● WORK REQUEST
Return all entries below exactly. Skip nothing.

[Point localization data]
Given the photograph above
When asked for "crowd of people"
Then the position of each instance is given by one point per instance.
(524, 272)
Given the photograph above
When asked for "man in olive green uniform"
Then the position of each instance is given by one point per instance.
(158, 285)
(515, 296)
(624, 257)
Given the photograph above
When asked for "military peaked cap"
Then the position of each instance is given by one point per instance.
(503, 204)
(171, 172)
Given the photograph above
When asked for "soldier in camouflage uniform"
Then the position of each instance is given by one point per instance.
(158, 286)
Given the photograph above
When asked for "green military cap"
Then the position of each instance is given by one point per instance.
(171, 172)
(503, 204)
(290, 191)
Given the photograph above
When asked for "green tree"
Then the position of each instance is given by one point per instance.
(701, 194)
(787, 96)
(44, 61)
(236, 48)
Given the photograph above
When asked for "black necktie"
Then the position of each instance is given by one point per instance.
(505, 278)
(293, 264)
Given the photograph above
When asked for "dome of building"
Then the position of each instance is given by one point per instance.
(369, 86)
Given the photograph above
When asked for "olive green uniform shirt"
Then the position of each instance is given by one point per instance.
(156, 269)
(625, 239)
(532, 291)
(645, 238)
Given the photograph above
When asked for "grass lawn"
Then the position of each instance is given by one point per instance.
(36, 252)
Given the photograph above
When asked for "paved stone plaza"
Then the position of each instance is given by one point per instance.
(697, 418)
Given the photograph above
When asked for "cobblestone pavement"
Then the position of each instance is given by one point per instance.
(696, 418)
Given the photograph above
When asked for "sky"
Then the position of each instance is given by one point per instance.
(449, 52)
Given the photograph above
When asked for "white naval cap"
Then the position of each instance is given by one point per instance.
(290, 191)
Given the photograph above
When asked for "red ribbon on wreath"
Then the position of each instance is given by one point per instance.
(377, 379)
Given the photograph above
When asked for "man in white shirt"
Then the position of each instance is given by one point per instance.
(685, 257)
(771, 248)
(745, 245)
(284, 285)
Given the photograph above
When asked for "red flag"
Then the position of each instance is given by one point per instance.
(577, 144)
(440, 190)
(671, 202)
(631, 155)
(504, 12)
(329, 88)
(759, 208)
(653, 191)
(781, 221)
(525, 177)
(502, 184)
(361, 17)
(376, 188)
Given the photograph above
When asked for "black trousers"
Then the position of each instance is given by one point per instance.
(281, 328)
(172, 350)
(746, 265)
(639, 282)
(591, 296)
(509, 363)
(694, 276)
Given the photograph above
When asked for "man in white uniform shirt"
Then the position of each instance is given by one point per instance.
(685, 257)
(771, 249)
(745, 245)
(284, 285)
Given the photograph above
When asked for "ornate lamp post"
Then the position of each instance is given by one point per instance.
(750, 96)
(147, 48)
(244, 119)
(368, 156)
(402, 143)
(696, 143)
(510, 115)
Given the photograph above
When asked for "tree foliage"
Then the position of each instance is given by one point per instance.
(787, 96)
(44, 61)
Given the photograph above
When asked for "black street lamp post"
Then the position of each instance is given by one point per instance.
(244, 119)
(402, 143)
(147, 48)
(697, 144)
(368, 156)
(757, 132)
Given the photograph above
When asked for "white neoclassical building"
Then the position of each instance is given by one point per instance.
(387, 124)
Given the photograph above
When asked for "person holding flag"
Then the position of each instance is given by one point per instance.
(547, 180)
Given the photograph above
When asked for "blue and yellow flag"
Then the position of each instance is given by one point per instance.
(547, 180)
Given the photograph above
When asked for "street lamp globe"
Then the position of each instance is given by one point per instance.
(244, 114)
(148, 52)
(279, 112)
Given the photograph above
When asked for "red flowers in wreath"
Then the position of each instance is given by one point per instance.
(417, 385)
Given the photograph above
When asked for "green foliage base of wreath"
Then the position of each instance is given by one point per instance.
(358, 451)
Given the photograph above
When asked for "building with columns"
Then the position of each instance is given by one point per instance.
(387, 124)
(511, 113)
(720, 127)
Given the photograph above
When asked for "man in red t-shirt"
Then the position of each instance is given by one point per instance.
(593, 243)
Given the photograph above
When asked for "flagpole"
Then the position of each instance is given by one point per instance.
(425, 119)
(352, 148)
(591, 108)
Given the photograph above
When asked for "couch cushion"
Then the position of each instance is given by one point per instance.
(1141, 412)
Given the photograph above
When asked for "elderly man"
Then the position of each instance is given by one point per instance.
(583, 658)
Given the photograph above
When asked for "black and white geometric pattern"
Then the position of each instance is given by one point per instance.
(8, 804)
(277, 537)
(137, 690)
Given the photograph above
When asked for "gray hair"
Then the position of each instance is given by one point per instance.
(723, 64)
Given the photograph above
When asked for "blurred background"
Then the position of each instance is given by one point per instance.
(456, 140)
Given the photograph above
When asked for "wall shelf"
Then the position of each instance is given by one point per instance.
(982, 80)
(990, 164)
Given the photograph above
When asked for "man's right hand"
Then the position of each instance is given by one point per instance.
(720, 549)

● EXERCISE OUTPUT
Given the photograph above
When asked for "crowd of people"
Then the position of each instance is given by one point per instance.
(524, 272)
Given the photograph above
When asked for "man in olive green uniform"
Then the position of each instance is given by one point per instance.
(158, 285)
(515, 296)
(624, 257)
Given the photograph above
When asked for "military peaked cap"
Then the position of each instance is given by one point per instance.
(503, 204)
(171, 172)
Given the photograph above
When asked for "soldier in camouflage uniform"
Then the position of each instance is given by one point per instance.
(158, 286)
Given the photograph above
When asked for "green military cap"
Then the position of each instance is given by one point per instance.
(171, 172)
(503, 204)
(290, 191)
Given the photograph above
When asked for "green tree"
Then the position of each instance is given by one point per instance.
(701, 194)
(787, 96)
(44, 61)
(236, 48)
Given the photograph above
When asked for "black necktie"
Then the position of each instance is given by one point per instance.
(505, 278)
(293, 264)
Given the photograph above
When asked for "dome of building"
Then the position of each instance is given by one point per instance.
(369, 86)
Given the photograph above
When asked for "olive green uniform shirt"
Then the position of each instance is given by one point per instance.
(156, 269)
(625, 239)
(532, 291)
(645, 238)
Given the photograph above
When asked for "grass lawn"
Then the position of each instance is given by one point per instance.
(36, 252)
Given the photograph above
When asked for "paved stone plaza"
Then the position of each instance is given by one point per instance.
(697, 418)
Given the photograph above
When asked for "cobblestone pavement"
Then the position of each instance is given by one point per instance.
(696, 418)
Given the photograph above
When asked for "sky"
Then the position of each instance is given by one point per instance.
(449, 52)
Given the photograph above
When asked for "white naval cap"
Then the position of each instance is given by one point per instance.
(290, 191)
Given the photograph above
When asked for "red ribbon on wreath"
Then the position of each instance is given by one point per instance.
(377, 379)
Given the photograph above
When asked for "man in white shirt"
Then the position of each instance is given by one point per instance.
(685, 257)
(771, 248)
(745, 245)
(284, 285)
Given the photograph above
When asked for "red flag"
Then the position of each instance is given by one point per instance.
(577, 144)
(440, 190)
(671, 202)
(631, 155)
(504, 12)
(329, 88)
(759, 208)
(653, 191)
(781, 221)
(525, 177)
(502, 184)
(361, 17)
(376, 188)
Given the photograph above
When asked for "black trousers"
Then the position of each instance is given by one point per instance.
(281, 328)
(172, 350)
(746, 265)
(639, 282)
(591, 296)
(509, 363)
(694, 276)
Given the photograph above
When asked for "man in white uniform shirt"
Then the position of each instance is given by one point per instance.
(685, 257)
(771, 249)
(745, 245)
(284, 285)
Given the photograph above
When asked for "ornate lamp post"
Then the position of each instance is given by one point per instance.
(750, 96)
(147, 48)
(244, 119)
(368, 156)
(402, 143)
(696, 143)
(510, 115)
Given the photograph above
When asked for "tree foliage"
Then the position of each instance is given by one point per instance.
(787, 96)
(44, 61)
Given the photograph above
When asked for "black street lamp post"
Then the position of each instance is given by one point per instance.
(244, 119)
(402, 143)
(147, 48)
(697, 144)
(368, 156)
(757, 132)
Given the photograph above
When asked for "white neoclassical building"
Then the position of each instance is given by one point per instance.
(387, 124)
Given the photograph above
When asked for "person holding flag"
Then the position of each instance is given by one point per instance.
(547, 180)
Given the photograph above
When asked for "blue and yellow flag"
Then the position of each instance is given by one point per instance.
(547, 180)
Given the photograph above
When asked for "street lamp globe"
Then the position of each instance is given by one point per instance.
(244, 114)
(148, 52)
(279, 112)
Given the photograph above
When asked for "red flowers in wreath"
Then the position of each instance is given by one point per instance.
(417, 385)
Given the photograph above
When asked for "green foliage base of wreath"
Then the position of each instance is given by one point per instance.
(358, 451)
Given the photograph above
When asked for "building with columns"
Then the position of each instance is given by one point per instance.
(387, 124)
(511, 113)
(720, 127)
Given the photograph above
When asked for "man in red t-shirt"
Then the position of each instance is given by one point per instance.
(593, 243)
Given the photograph above
When asked for "flagpole"
Then the position of each instance is given by one point per instance.
(425, 119)
(352, 148)
(591, 108)
Given the photograph above
When asked for "couch cushion"
Then the position of each instance is given by one point per instance.
(1141, 412)
Given the photograph above
When asked for "elderly man"
Then the position of each instance is given by one point per instance.
(583, 658)
Given the photograph above
When asked for "black and white geometric pattern"
Then the position of each instance is given by one point per instance.
(8, 804)
(277, 537)
(137, 690)
Given the photograph above
When asked for "gray hair"
Then the position of each instance is given by one point per instance.
(723, 64)
Given the photograph above
When asked for "blurred background"
Then the position of each instance is given by one point per instance.
(456, 140)
Given the photograph above
When asked for "wall shelf"
Then the position of each instance is given by one point per instance.
(982, 80)
(990, 164)
Given the photograph above
When asked for "man's right hand"
Then the position of each instance is given by one point per instance.
(720, 549)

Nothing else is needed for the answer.